→ **WORK INSTRUCTIONS**: Each record below must be returned exactly, with no line left out.

→ **Stored dataset items**:
* * * *

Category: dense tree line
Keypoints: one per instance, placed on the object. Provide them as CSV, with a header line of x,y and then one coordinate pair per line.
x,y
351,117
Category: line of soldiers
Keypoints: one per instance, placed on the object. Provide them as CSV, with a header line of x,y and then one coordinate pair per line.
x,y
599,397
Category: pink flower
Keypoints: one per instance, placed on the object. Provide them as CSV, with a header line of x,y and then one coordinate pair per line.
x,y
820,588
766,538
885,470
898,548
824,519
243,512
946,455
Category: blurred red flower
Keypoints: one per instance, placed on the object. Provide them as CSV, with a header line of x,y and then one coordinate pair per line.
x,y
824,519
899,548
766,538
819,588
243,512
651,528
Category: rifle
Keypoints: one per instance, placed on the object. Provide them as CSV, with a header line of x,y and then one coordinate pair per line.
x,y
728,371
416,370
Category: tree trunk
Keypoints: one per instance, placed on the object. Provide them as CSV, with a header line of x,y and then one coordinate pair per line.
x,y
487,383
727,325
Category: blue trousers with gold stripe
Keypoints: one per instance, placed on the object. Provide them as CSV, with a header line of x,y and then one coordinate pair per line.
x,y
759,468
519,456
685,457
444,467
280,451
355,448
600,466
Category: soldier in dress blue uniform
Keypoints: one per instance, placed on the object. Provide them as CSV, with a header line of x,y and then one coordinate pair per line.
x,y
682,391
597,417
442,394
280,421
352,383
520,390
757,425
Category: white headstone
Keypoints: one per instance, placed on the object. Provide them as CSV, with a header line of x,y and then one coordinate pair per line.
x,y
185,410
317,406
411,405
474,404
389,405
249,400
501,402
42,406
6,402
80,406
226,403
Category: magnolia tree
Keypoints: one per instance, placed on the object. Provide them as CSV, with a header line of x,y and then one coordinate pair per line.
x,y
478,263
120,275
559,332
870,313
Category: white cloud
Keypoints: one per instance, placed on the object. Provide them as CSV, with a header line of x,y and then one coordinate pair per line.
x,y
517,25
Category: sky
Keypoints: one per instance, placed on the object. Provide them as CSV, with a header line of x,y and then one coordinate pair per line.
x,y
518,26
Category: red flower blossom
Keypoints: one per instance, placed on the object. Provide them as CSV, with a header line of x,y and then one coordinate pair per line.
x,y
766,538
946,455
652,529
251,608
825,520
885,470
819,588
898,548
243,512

* * * *

→ **RESULT OF THE EXERCISE**:
Category: dense tree line
Keypoints: one per instance, placed on the object. Provide them as CSV, with a header line of x,y and then one coordinate pair per line.
x,y
351,117
Category: line of soldiers
Keypoints: one per instance, placed on the object. Provide them as CSV, with a header line of x,y and then one coordinate pair per line.
x,y
599,397
Category: pink flower
Keypoints: one per instance, placed on the object. Provide them as CSV, with a header line of x,y and then one coordinate pair per line.
x,y
820,588
766,538
885,470
898,548
824,519
243,512
946,455
Category: blurred red flower
Keypoints: one per instance, placed on the object. Provide them as CSV, with a header line of x,y and then one coordinate pair per line.
x,y
824,519
899,548
766,538
819,588
243,512
651,528
Category: rifle
Keypoints: one per instance, placed on the object. Provide them as CSV, with a header line of x,y and then one coordinate pair per line.
x,y
728,371
416,370
Category: tree trunk
Keypoints: one per instance, placed on the object. Provide them as CSV, with a header line of x,y and then one coordinate pair per line.
x,y
487,383
727,325
Category: blue trousers with gold stripe
Keypoints: one per instance, placed on the object. Provide them as CSV, with a header line of x,y and then one coordinate pair per line.
x,y
759,468
519,456
685,457
444,467
280,451
355,448
600,466
Category: soldier in dress blue uniform
Keypoints: one per instance, placed on the object. Provide them as CSV, with a header line of x,y and then one coordinate pair per line.
x,y
682,391
597,417
442,394
280,421
352,383
520,390
757,425
Category: white headstone
Keypoints: one per instance, placed on the object. Provide them as CSV, with a header line of x,y and then one coordinate pair per line.
x,y
185,410
317,406
411,405
474,404
389,405
249,400
501,402
42,406
6,402
80,406
226,403
Category: magnolia tree
Keypoints: one per instance, placed on the object. Provide them as CSV, with a header line of x,y and then one coordinate pair per line.
x,y
478,263
120,275
559,332
870,313
Category: white cloud
Keypoints: one per instance, placed on the object. Provide them as CSV, with a header line of x,y and then one coordinate pair per line.
x,y
517,25
Category: sky
Keypoints: one per instance, placed on the object. Provide them as CSV, with a header line of x,y and then one coordinate pair per line.
x,y
518,26
Category: red flower blossom
Keypoints: one per instance, placed on the object. Provide them as CSV, with a header line of x,y and then one coordinate pair per line.
x,y
766,538
946,455
652,529
251,608
825,520
885,470
819,588
898,548
243,512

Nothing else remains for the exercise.